WORK TO BE COMPLETED: Could you return every line of the listing below verbatim, leaving the pictures out?

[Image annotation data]
--- BEGIN ---
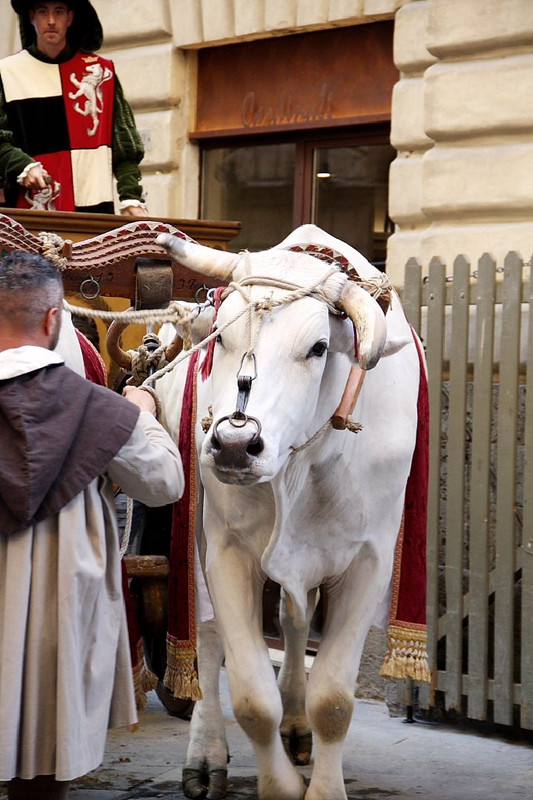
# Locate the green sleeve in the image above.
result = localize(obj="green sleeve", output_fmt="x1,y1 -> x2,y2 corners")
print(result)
113,76 -> 144,200
0,80 -> 35,185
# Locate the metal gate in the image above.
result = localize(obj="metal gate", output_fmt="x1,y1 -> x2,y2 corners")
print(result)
403,253 -> 533,730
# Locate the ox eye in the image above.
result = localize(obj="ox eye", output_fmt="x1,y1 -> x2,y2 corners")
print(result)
307,339 -> 328,358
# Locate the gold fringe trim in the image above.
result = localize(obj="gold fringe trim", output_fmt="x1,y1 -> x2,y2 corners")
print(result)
163,639 -> 203,700
133,641 -> 159,712
379,625 -> 431,681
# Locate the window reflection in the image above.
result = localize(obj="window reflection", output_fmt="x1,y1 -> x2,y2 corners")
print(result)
202,144 -> 296,252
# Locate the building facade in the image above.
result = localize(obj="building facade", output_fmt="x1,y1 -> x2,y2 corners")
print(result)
0,0 -> 533,285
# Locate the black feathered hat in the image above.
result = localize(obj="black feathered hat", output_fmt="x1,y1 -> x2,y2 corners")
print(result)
11,0 -> 104,53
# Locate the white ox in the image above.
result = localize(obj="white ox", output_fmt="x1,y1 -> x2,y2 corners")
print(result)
157,225 -> 420,800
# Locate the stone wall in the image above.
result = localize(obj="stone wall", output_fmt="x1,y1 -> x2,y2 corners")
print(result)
387,0 -> 533,282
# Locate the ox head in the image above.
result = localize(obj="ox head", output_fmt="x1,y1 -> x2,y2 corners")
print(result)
158,228 -> 386,485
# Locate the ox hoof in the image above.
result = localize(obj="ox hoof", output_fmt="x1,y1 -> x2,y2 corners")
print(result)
281,729 -> 313,767
181,768 -> 228,800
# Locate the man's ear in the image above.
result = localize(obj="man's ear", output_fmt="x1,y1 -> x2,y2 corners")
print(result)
43,308 -> 61,336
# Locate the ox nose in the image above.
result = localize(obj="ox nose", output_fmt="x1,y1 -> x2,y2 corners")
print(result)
211,414 -> 264,469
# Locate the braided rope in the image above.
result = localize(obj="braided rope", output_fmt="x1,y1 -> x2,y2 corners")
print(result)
64,264 -> 362,444
63,300 -> 201,325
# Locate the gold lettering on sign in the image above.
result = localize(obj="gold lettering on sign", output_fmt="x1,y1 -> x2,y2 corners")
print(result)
241,84 -> 333,128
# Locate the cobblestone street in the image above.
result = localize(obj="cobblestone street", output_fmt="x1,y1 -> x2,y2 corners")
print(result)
0,675 -> 533,800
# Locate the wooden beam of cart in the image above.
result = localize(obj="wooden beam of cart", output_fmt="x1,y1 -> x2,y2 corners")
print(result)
0,209 -> 240,301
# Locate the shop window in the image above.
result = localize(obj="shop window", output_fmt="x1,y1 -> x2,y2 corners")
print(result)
201,132 -> 395,268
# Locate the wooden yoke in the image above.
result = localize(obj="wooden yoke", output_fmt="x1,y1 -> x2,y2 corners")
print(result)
0,214 -> 220,308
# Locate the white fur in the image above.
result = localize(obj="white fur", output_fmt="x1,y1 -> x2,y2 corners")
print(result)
158,226 -> 419,800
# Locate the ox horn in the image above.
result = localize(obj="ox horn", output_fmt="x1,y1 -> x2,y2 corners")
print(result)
337,281 -> 387,369
156,233 -> 238,280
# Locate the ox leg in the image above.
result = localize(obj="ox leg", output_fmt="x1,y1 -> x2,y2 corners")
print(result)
208,546 -> 304,800
182,620 -> 229,800
278,589 -> 318,765
305,546 -> 391,800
--- END ---
EXERCISE OUTPUT:
# Locate the green sleeve in the image above.
result = localize(obj="green sleeve", output_fmt="x1,y1 -> x2,y2 corners")
print(result)
113,76 -> 144,200
0,80 -> 35,185
# Locate the metal gate in the image above.
result = localize(obj="metal gate", output_fmt="x1,y1 -> x2,y2 corners")
print(result)
403,253 -> 533,730
# Locate the ox eye in the image above.
result = localize(obj="ox eye", output_fmt="x1,y1 -> x2,y2 corners")
print(result)
307,339 -> 328,358
# Locate the gold fringe trim in the image above.
result = localize(obj="gold fringe trim", output_fmt="x1,y1 -> x2,y2 corners")
print(result)
163,639 -> 203,700
133,641 -> 159,712
379,625 -> 431,681
# Locate the window reflection in the image above.
result = localize(obj="window reflection", output_fmt="x1,y1 -> x2,y2 corners")
print(result)
202,144 -> 296,252
# Locate the building facade in the image above.
result = localize(obj="building facade", output_fmt="x1,y1 -> x2,y2 corners")
print(result)
0,0 -> 533,285
# Locate the black feathered hat in the image above.
result = localize(obj="black feathered hat", output_fmt="x1,y1 -> x2,y2 corners")
print(result)
11,0 -> 104,53
# Locate the white ox in the image above.
result = localize(obj="white ox", output_fmt="x1,y1 -> x2,y2 corners")
print(result)
157,225 -> 420,800
# Locate the stone wall in the image above.
result = localize(obj="stone wall", output_fmt="x1,y1 -> x2,y2 corners")
print(result)
387,0 -> 533,282
# Locate the ox head in the image above.
result = localize(obj="ox head", output_fmt="x1,y1 -> x2,y2 corners")
print(result)
158,228 -> 386,485
# Locate the ox hoof in the image above.
result = localize(obj="ox hoof", output_fmt="x1,y1 -> x2,y2 corners")
print(result)
281,729 -> 313,767
181,768 -> 228,800
# Locate the man's ear in the image above.
result = localize(obj="man's ear", output_fmt="x1,y1 -> x2,y2 corners")
print(result)
43,308 -> 61,336
# Locate the ox nose in the image above.
result = localize(obj="ox nose", output_fmt="x1,y1 -> x2,y2 corners")
print(result)
211,414 -> 264,469
# Locate the braided rope in the image above.
result = localize(obj="braided rope", output_fmt="x1,y1 -> x2,y2 corners")
print(result)
64,264 -> 362,444
63,300 -> 201,325
# Locate the gold lettering on sign in the image above.
result = localize(obj="gold lettering on sign", output_fmt="x1,y1 -> x2,y2 corners")
print(result)
241,84 -> 333,128
# Locate the cobblestone street in the image above.
result = localize(obj="cobblestone street", output_fmt="x1,y1 -> x2,y2 corners")
print(result)
0,675 -> 533,800
# Locate the wooden beam of cart in the image above.
result = localize(obj="wooden beam of cart", output_fmt="x1,y1 -> x2,y2 corners")
print(result)
0,209 -> 240,301
# Locate the shop window in the image above.
result = localize(obj="shop window", output_fmt="x1,y1 -> x2,y2 corners")
print(result)
201,132 -> 395,268
# Locate the wooden yoke in the image above.
result = localize(obj="wooden yoke", output_fmt="x1,y1 -> x2,y2 corners")
print(result)
0,214 -> 220,308
# Locate the white fur in the image above.
result = localize(obj="white fur", output_fmt="x1,y1 -> x2,y2 corners")
print(result)
158,226 -> 419,800
# Locate the ox horn in the image above.
result = localize(obj="ox horn", output_fmt="x1,y1 -> x2,y2 corners")
print(result)
337,281 -> 387,369
156,233 -> 238,280
# Locate the ox leg in the image above.
result = localize(obj="ox leg", output_fmt="x1,y1 -> x2,y2 corners")
print(result)
208,546 -> 304,800
182,620 -> 229,800
278,589 -> 318,765
305,546 -> 391,800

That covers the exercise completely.